■ **Brief**
What is needed is an exact copy of all the data.

■ **Given data**
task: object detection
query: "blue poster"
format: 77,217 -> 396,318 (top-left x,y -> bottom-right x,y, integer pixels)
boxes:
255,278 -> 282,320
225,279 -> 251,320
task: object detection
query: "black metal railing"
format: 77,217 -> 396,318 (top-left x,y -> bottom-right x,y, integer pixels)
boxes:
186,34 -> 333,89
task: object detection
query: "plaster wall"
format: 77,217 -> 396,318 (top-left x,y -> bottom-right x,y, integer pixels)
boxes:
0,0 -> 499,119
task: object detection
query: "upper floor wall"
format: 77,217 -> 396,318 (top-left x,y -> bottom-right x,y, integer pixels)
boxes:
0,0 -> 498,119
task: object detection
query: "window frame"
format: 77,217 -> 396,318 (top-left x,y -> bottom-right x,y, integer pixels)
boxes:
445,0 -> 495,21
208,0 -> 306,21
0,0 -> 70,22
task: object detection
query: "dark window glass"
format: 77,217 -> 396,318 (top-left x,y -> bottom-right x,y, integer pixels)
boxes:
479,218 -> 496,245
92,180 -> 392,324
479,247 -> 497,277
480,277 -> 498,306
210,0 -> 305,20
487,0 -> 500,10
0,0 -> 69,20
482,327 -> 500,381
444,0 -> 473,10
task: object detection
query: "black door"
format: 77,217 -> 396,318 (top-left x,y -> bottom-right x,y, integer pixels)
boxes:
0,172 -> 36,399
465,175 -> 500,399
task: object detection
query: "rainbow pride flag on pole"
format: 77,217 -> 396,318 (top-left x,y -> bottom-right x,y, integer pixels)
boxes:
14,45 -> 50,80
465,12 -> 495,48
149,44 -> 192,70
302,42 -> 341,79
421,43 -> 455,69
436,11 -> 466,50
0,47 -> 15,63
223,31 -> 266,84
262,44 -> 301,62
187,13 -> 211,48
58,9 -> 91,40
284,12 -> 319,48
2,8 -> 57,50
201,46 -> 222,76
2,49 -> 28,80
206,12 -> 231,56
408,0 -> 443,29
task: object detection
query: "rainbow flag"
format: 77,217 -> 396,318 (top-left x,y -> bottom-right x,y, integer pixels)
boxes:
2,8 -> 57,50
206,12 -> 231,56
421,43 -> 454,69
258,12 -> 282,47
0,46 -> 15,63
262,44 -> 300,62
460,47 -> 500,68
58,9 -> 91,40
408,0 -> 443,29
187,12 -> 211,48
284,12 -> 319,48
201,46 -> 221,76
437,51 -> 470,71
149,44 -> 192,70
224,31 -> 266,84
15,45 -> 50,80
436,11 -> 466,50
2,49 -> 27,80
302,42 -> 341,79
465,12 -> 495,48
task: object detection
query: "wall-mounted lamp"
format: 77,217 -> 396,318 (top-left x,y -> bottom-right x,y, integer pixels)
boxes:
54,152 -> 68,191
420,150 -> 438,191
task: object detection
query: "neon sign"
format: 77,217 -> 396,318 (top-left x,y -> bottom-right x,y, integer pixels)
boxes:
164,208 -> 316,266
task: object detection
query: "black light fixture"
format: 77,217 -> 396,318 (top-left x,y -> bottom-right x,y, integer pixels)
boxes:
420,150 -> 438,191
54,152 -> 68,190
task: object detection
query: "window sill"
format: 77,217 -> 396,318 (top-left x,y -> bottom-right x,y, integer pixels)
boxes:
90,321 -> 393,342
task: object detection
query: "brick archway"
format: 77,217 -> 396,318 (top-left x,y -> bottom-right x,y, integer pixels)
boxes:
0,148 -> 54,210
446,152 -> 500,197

■ **Result of the exercise**
task: object detection
query: "blue poster"
format: 77,217 -> 396,318 (top-left x,y -> bottom-right x,y, integer pixels)
boxes:
255,278 -> 282,320
225,279 -> 251,320
task: object detection
query: "black metal railing"
format: 77,217 -> 396,318 (top-left x,y -> bottom-right x,y, integer pixels)
boxes:
186,34 -> 333,89
task: object detection
query: "plaster wall"
format: 77,217 -> 396,318 (top-left x,y -> bottom-right x,y, integer pixels)
boxes:
0,0 -> 499,119
task: object detection
query: "upper floor wall"
format: 77,217 -> 396,318 (top-left x,y -> bottom-right x,y, integer pixels)
boxes:
0,0 -> 498,119
task: object detection
query: "window frame"
format: 77,217 -> 396,318 (top-left x,y -> bottom-right x,y, integer pixels)
boxes:
445,0 -> 495,21
208,0 -> 306,21
0,0 -> 70,22
task: object detection
query: "dark window glass"
format: 77,217 -> 396,318 (top-left x,y -> bottom-right x,y, integer pixels)
boxes:
479,218 -> 496,245
92,180 -> 392,324
479,247 -> 497,277
480,277 -> 498,306
210,0 -> 305,20
487,0 -> 500,10
0,0 -> 69,20
482,327 -> 500,381
444,0 -> 473,10
task: object detection
query: "black door"
format: 77,217 -> 396,318 (top-left x,y -> bottom-right x,y, integer pixels)
boxes:
0,172 -> 36,399
465,175 -> 500,399
task: object detection
query: "rainbow pride flag on pole"
format: 77,217 -> 396,318 (top-left x,y -> bottom-right x,y, integer pixels)
boxes:
14,45 -> 50,80
465,12 -> 495,48
149,44 -> 192,70
302,42 -> 341,79
421,43 -> 455,69
436,11 -> 466,50
0,47 -> 15,63
223,31 -> 266,84
262,44 -> 301,62
187,13 -> 211,48
58,9 -> 91,40
284,12 -> 319,48
2,8 -> 57,50
201,46 -> 222,76
2,49 -> 28,80
206,12 -> 231,56
408,0 -> 443,29
task: object detection
query: "rainbow flag"
format: 77,217 -> 396,318 (top-left x,y -> bottom-right x,y, integer pixels)
boxes:
2,8 -> 57,50
206,12 -> 231,56
421,43 -> 454,69
258,12 -> 282,47
0,46 -> 15,63
262,44 -> 300,62
460,47 -> 500,68
58,9 -> 91,40
408,0 -> 443,29
187,12 -> 211,48
284,12 -> 319,48
201,46 -> 221,76
437,51 -> 470,71
149,44 -> 192,70
224,31 -> 266,84
15,45 -> 50,80
436,11 -> 466,50
2,49 -> 27,80
302,42 -> 341,79
465,12 -> 495,48
task: object detection
query: "wall-mounted lamp"
format: 77,217 -> 396,318 (top-left x,y -> bottom-right x,y, integer pixels)
boxes:
54,152 -> 68,191
420,150 -> 438,191
task: object detection
query: "neon sign"
format: 77,217 -> 396,318 (top-left x,y -> bottom-right x,y, integer pixels)
boxes:
164,208 -> 316,266
task: object detection
query: "black light fixture"
format: 77,217 -> 396,318 (top-left x,y -> bottom-right x,y, integer pixels)
boxes:
420,150 -> 438,191
54,152 -> 68,190
task: object detection
query: "window sill"
format: 77,217 -> 396,318 (top-left x,y -> bottom-right x,y, integer pixels)
boxes:
90,321 -> 393,342
task: object detection
query: "brick archway"
format: 77,217 -> 396,318 (top-left x,y -> bottom-right x,y, integer pixels)
boxes:
0,148 -> 54,210
446,152 -> 500,197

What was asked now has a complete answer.